#### Materials provided

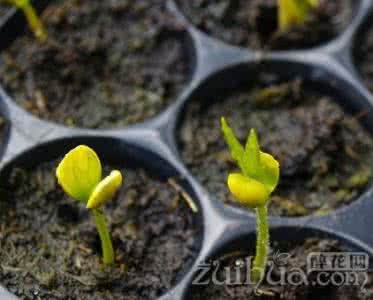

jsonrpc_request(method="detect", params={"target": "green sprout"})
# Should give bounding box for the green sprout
[1,0,47,42]
[56,145,123,265]
[221,118,280,284]
[278,0,319,32]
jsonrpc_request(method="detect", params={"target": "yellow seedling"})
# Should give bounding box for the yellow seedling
[221,117,280,284]
[278,0,319,32]
[56,145,123,265]
[1,0,47,42]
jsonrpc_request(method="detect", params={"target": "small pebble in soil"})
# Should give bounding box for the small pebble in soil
[178,77,373,217]
[176,0,355,50]
[0,0,190,129]
[0,160,201,299]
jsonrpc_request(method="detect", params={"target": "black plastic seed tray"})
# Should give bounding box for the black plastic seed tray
[1,0,373,299]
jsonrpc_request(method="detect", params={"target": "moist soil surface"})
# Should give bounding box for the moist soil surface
[176,0,355,50]
[0,0,190,129]
[190,238,373,299]
[178,77,373,217]
[354,23,373,93]
[0,160,201,299]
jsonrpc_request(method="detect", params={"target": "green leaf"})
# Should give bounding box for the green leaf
[242,130,280,193]
[221,117,247,175]
[258,152,280,193]
[56,145,102,202]
[86,170,123,209]
[278,0,315,31]
[244,128,261,177]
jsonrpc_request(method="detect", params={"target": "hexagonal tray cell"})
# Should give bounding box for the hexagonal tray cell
[176,61,373,218]
[185,227,373,300]
[0,0,194,129]
[174,0,358,50]
[0,137,202,299]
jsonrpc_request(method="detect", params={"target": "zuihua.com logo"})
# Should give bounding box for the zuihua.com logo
[192,252,370,293]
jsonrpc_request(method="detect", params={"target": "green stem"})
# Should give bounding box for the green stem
[21,1,47,42]
[251,205,269,283]
[2,0,47,42]
[91,209,114,265]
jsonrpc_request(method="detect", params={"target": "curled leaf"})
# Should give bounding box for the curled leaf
[86,170,123,209]
[259,152,280,193]
[56,145,102,202]
[227,173,269,208]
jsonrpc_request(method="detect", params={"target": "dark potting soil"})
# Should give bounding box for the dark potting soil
[354,23,373,93]
[189,238,373,299]
[0,0,190,129]
[178,78,373,217]
[0,160,201,299]
[176,0,355,50]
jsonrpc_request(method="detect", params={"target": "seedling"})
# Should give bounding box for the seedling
[56,145,123,265]
[278,0,319,32]
[221,118,280,284]
[1,0,47,42]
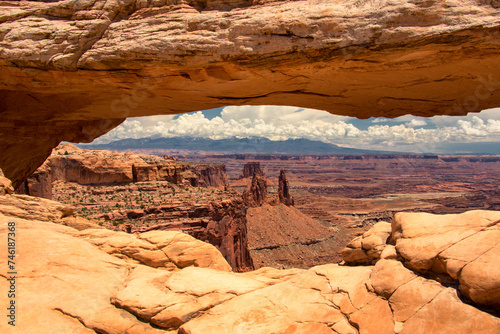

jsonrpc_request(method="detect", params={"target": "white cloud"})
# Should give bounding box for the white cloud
[405,119,427,128]
[93,107,500,153]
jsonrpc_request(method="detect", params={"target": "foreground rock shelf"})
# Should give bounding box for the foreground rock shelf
[1,0,500,185]
[0,171,499,334]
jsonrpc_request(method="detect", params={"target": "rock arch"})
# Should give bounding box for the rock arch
[1,0,500,185]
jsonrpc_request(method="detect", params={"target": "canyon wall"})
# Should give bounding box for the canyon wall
[136,198,254,272]
[2,0,500,185]
[17,144,229,198]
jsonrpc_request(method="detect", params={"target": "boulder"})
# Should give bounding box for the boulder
[1,209,500,333]
[0,168,14,195]
[342,221,392,265]
[393,210,500,306]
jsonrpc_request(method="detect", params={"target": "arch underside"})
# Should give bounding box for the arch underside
[1,0,500,185]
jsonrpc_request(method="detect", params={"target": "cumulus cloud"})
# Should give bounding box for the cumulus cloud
[405,119,427,128]
[93,106,500,153]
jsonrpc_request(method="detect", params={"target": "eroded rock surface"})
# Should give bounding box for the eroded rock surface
[239,162,264,179]
[242,172,268,207]
[0,184,499,333]
[76,229,232,271]
[2,0,500,185]
[342,221,394,265]
[276,168,294,206]
[16,144,229,198]
[392,210,500,307]
[0,168,14,195]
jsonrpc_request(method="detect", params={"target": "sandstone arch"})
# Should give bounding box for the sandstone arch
[1,0,500,186]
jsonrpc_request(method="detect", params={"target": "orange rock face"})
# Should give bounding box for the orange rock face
[0,171,499,333]
[16,144,229,198]
[2,0,500,185]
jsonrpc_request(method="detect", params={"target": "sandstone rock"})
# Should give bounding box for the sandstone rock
[242,172,268,207]
[393,210,500,306]
[2,0,500,185]
[342,221,392,265]
[76,229,232,271]
[61,216,105,231]
[204,199,254,272]
[2,208,500,333]
[186,164,229,190]
[0,215,166,334]
[0,168,14,195]
[276,168,294,206]
[17,144,230,199]
[239,162,264,179]
[15,160,52,199]
[369,259,500,333]
[0,193,75,223]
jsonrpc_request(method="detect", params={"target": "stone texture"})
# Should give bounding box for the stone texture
[76,229,232,271]
[2,0,500,185]
[0,193,75,223]
[239,161,264,179]
[342,221,392,265]
[393,210,500,306]
[369,259,500,333]
[1,205,500,333]
[16,144,230,198]
[0,215,167,334]
[242,172,268,207]
[0,168,14,195]
[276,168,294,206]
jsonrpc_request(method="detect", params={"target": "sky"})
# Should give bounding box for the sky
[92,106,500,154]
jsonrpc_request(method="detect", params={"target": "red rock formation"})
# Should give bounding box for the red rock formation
[0,168,14,195]
[277,168,294,206]
[242,172,268,207]
[15,161,52,199]
[187,164,229,190]
[205,199,254,272]
[132,162,186,183]
[239,162,263,179]
[136,198,254,272]
[2,0,500,187]
[18,144,230,198]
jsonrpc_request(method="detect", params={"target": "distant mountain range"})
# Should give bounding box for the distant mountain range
[81,137,405,155]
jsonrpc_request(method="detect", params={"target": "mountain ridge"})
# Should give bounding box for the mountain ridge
[81,137,407,155]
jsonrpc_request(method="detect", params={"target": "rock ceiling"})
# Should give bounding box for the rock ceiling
[1,0,500,185]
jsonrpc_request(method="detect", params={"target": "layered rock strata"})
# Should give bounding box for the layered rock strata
[137,198,254,272]
[17,144,229,199]
[242,172,268,207]
[239,162,264,179]
[2,0,500,185]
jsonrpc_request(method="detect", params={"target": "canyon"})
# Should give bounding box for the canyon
[1,0,500,186]
[1,168,499,333]
[23,145,352,271]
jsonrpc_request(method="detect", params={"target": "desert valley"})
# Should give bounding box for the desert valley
[17,144,500,272]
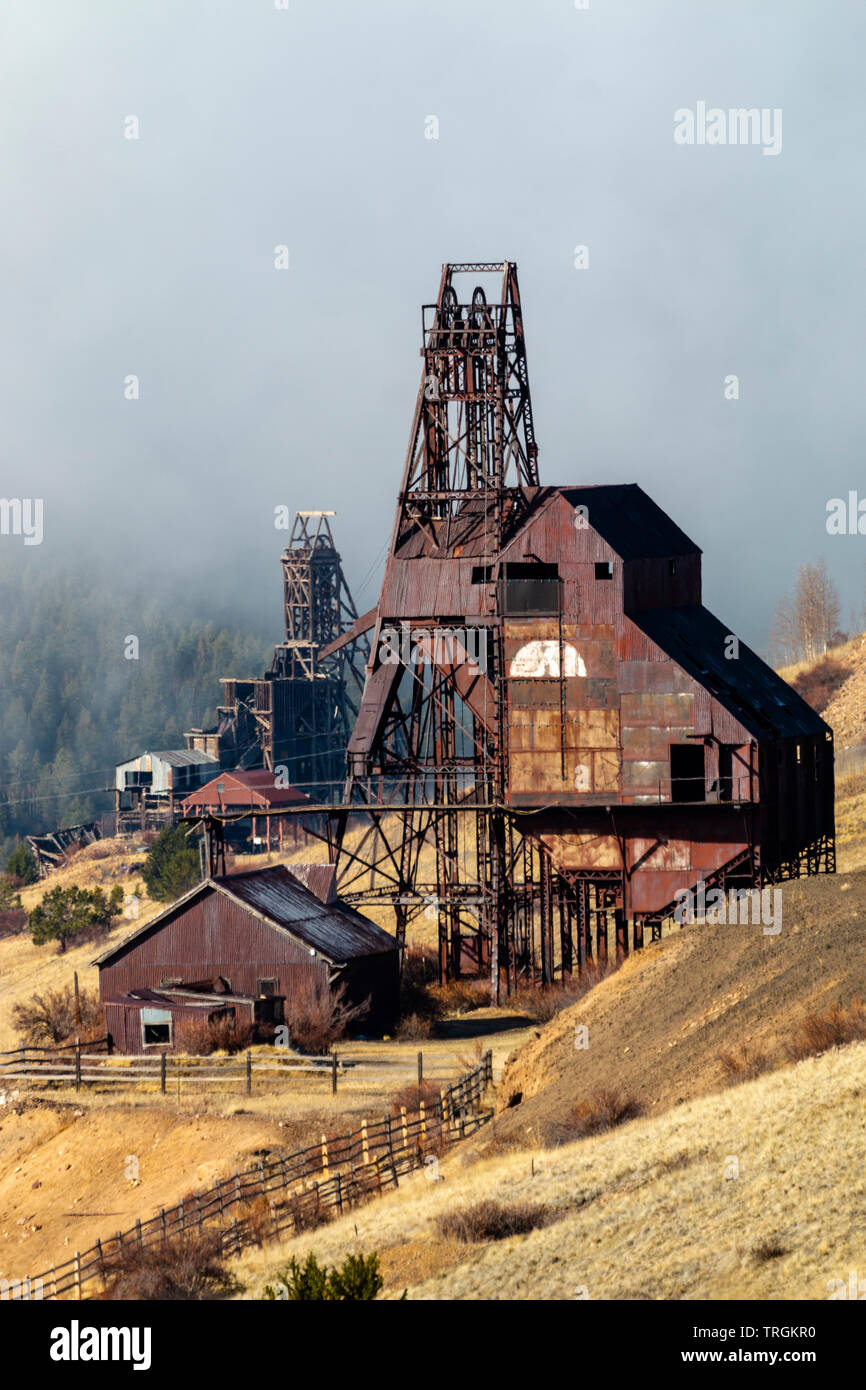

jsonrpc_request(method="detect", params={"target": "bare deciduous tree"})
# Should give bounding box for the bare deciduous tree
[771,559,843,664]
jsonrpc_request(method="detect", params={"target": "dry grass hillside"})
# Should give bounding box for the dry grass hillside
[238,1040,866,1301]
[487,867,866,1147]
[779,631,866,751]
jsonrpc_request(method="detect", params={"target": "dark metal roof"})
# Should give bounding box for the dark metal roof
[94,866,397,968]
[555,485,701,560]
[216,866,397,961]
[633,605,831,740]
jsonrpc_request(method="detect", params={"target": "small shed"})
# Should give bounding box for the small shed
[115,749,219,834]
[94,865,399,1053]
[181,769,320,851]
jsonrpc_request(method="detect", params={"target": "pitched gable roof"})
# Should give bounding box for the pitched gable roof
[93,866,396,967]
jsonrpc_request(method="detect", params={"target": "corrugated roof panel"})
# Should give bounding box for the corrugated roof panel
[633,606,829,740]
[216,866,398,961]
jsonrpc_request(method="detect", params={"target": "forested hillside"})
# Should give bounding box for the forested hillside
[0,555,272,861]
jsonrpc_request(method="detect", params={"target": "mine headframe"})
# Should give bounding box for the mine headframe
[334,262,560,996]
[215,511,370,798]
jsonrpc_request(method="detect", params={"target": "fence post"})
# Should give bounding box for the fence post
[335,1171,343,1215]
[332,1051,338,1095]
[50,1264,56,1300]
[259,1158,266,1197]
[246,1050,252,1095]
[417,1050,423,1086]
[75,1038,81,1093]
[160,1208,167,1242]
[178,1200,184,1233]
[136,1218,143,1249]
[74,1251,81,1300]
[361,1120,369,1165]
[321,1135,328,1179]
[419,1100,426,1149]
[196,1193,203,1229]
[234,1171,241,1208]
[160,1052,167,1095]
[400,1105,408,1153]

########

*Instructions for the task*. With the pictures left out, output exactly the lines from the one with "# Should give bounding box for the desert" through the end of the listing above, both ends included.

*Solution to the exercise*.
# Should give bounding box for the desert valley
[17,144,500,272]

jsonrpc_request(method="detect", params={"target": "bare deciduous tree"})
# Should give bounding box for the bare deciduous tree
[771,559,843,664]
jsonrpc_request(method="detect", params={"target": "dry grass hillside"})
# Should give bounding box for the dry grass hillside
[238,1040,866,1301]
[487,867,866,1147]
[779,631,866,751]
jsonrpc_request(method="detect", params={"target": "dark metal roof"})
# Should give bounding box for the dark metal roof
[94,866,397,968]
[555,485,701,560]
[216,866,397,961]
[633,605,831,740]
jsonrpc_request(method="detect", params={"target": "small shed"})
# Should give bounding box for the small shed
[115,749,219,834]
[94,865,399,1053]
[181,769,320,851]
jsonrpc_request(method="detect", params={"target": "pitched gable roof"})
# Should give bounding box for the pitched gable roof
[93,866,396,967]
jsonrpc_request(method="detect", params={"target": "corrugated roof panel"})
# Should give bounding box for the corrugated roof panel
[633,606,829,740]
[216,866,398,961]
jsonrpc_request(method="detect", params={"target": "forested hillside"})
# Should give bounding box for the forested hillside
[0,555,272,861]
jsonrpc_request(method="detect", params={"target": "mine headframe"})
# Should give bounding box for the mine headframe
[334,262,560,996]
[215,511,370,798]
jsonrpc_request(method="detect", params={"target": "fence post"})
# Should give bounding box for the fence post
[335,1171,343,1215]
[332,1051,338,1095]
[50,1264,56,1300]
[259,1158,266,1197]
[246,1050,252,1095]
[417,1050,423,1086]
[75,1038,81,1093]
[160,1208,167,1242]
[178,1200,184,1233]
[136,1218,143,1249]
[74,1251,81,1300]
[361,1120,369,1165]
[321,1135,328,1179]
[419,1100,426,1149]
[196,1193,203,1229]
[234,1171,241,1208]
[160,1052,167,1095]
[400,1105,408,1153]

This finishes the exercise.